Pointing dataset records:
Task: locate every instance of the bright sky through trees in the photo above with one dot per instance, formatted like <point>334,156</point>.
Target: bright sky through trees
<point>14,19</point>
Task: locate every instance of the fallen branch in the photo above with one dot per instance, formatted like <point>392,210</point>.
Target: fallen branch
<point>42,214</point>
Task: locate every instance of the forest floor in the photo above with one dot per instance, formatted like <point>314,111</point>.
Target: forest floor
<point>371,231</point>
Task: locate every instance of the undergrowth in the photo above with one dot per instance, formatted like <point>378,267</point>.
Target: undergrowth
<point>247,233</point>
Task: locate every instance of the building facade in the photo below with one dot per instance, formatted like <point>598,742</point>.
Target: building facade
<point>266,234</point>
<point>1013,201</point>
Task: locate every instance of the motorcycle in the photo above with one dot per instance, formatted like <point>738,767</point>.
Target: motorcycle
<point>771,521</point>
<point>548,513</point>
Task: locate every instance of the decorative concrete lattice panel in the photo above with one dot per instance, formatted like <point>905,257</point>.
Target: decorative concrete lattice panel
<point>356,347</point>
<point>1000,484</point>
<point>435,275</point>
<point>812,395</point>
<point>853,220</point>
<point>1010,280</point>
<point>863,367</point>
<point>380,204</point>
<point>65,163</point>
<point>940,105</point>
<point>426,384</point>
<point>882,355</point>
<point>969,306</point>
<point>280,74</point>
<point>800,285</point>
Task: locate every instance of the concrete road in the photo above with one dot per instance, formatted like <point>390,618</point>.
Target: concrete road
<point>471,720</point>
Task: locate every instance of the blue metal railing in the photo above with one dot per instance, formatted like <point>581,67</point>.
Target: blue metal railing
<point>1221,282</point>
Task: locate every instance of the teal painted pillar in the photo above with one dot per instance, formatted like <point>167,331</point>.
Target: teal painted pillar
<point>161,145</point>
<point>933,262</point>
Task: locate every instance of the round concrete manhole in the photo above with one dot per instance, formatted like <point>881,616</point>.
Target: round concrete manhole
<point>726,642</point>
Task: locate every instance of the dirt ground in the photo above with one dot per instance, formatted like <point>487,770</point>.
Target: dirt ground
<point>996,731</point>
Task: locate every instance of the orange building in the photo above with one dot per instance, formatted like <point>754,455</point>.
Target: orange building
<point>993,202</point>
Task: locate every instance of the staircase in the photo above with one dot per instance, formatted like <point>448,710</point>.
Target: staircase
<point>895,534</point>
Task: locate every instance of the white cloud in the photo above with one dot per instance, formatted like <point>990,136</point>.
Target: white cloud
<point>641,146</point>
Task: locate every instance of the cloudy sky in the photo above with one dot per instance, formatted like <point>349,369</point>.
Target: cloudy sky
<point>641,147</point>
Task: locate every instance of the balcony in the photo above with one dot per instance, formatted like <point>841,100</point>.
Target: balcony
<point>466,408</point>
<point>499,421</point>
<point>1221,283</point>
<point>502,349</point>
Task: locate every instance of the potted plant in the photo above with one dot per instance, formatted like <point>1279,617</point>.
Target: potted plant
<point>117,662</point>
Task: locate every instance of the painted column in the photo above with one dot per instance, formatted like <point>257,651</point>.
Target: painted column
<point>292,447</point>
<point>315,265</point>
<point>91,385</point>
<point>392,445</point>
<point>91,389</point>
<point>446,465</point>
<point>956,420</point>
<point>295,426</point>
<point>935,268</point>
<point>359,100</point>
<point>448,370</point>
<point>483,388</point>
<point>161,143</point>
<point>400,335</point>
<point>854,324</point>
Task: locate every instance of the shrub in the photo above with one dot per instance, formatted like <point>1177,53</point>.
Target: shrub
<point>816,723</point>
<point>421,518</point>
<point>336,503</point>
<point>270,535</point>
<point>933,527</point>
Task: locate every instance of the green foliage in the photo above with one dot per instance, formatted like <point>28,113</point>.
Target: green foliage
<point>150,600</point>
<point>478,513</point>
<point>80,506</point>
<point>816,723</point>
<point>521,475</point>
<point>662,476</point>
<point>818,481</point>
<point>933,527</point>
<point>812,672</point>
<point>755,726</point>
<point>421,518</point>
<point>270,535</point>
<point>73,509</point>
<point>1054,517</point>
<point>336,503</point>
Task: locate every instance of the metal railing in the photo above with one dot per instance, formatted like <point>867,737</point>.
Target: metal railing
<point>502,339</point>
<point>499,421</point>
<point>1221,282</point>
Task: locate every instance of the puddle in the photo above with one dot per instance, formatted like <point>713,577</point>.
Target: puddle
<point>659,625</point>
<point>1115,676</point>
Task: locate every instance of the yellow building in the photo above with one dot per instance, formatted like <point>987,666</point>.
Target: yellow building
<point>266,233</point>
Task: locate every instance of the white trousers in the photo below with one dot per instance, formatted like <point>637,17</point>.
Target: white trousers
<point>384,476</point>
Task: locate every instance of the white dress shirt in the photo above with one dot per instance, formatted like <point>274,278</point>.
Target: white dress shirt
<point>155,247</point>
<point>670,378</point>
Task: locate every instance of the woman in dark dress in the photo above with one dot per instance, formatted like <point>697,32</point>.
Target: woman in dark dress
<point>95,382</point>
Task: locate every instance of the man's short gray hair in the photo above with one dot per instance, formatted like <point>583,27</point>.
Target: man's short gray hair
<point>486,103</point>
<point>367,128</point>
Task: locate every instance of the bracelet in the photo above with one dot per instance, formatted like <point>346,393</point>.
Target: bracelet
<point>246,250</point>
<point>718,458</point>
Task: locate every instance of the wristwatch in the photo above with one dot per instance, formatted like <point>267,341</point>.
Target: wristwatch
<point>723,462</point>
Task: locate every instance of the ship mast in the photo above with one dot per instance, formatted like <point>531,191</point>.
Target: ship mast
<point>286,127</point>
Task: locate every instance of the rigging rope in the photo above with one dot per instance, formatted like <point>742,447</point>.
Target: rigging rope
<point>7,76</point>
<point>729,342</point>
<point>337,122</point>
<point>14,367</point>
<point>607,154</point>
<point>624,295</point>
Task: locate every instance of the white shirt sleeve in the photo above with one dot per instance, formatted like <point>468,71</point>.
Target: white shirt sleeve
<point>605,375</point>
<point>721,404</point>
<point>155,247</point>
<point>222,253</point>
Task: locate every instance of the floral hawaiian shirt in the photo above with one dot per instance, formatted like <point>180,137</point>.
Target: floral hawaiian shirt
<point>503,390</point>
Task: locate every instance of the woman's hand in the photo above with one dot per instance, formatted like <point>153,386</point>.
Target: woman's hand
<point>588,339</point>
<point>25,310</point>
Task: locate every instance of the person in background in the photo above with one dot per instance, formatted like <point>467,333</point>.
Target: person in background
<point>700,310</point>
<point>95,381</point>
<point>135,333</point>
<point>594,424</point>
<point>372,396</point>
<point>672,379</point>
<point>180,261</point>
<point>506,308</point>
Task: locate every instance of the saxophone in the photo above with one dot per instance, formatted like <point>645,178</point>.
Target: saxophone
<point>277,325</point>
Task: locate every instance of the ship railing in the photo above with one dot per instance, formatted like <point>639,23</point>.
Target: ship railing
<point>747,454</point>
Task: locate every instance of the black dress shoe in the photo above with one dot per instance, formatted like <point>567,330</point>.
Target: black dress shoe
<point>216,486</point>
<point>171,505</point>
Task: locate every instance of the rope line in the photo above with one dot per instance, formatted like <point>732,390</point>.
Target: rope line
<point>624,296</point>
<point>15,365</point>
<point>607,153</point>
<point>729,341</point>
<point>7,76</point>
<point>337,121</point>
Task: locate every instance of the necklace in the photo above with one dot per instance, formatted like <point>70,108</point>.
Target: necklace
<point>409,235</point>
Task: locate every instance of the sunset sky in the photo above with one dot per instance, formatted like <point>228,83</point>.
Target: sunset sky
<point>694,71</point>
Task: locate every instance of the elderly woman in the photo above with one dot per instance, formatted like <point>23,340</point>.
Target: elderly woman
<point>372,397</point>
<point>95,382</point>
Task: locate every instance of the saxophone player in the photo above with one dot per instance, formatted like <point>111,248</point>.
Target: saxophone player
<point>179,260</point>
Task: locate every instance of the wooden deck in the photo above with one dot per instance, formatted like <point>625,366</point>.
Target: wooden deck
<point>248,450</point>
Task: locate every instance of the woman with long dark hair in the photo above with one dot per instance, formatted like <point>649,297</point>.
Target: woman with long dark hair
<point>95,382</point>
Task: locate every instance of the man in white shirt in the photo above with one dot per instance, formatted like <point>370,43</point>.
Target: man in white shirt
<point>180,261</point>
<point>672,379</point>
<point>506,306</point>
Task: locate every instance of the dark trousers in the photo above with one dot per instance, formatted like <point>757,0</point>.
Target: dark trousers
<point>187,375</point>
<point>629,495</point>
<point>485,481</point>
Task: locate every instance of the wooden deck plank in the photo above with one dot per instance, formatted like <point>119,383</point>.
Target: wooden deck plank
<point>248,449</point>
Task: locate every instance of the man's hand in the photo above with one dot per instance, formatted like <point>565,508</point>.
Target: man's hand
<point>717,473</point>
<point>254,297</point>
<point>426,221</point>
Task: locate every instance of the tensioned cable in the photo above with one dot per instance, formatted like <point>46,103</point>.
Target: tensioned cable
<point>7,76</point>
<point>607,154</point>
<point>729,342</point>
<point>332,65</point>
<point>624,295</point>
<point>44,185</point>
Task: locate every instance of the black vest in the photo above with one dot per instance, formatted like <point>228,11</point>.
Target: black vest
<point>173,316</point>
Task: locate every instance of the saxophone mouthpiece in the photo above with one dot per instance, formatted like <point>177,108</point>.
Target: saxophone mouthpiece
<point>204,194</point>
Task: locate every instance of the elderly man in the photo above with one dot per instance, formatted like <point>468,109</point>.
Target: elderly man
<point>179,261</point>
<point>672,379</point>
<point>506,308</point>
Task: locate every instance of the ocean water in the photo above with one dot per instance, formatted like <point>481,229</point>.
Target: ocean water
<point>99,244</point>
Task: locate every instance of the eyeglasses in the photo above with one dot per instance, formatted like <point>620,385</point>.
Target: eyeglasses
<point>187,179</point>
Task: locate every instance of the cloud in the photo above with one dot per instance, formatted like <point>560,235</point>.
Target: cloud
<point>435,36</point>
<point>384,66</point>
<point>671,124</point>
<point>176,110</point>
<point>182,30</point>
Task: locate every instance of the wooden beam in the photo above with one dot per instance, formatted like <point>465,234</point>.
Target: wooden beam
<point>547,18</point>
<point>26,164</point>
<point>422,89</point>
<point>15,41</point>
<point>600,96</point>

▸ **WHAT IS EXPECTED**
Could you give again exactly the lines from the line containing "Task: locate every instance of the eyeglasses" through the final line of the data above, and no others?

▸ **EXPECTED ANSWER**
Task: locate every instance of the eyeglasses in the photo above with one dot per instance, formatted like <point>620,385</point>.
Target: eyeglasses
<point>187,179</point>
Task: locate every instance of the cloud in the photo above with one dot per instance, formatted like <point>560,235</point>.
Target: cloud
<point>435,36</point>
<point>384,66</point>
<point>671,124</point>
<point>176,110</point>
<point>182,30</point>
Task: locate every instance of the wooden beam in the photo above with one dot per instance, formatted like <point>465,234</point>.
Target: wooden beam
<point>547,18</point>
<point>26,164</point>
<point>422,89</point>
<point>15,41</point>
<point>600,96</point>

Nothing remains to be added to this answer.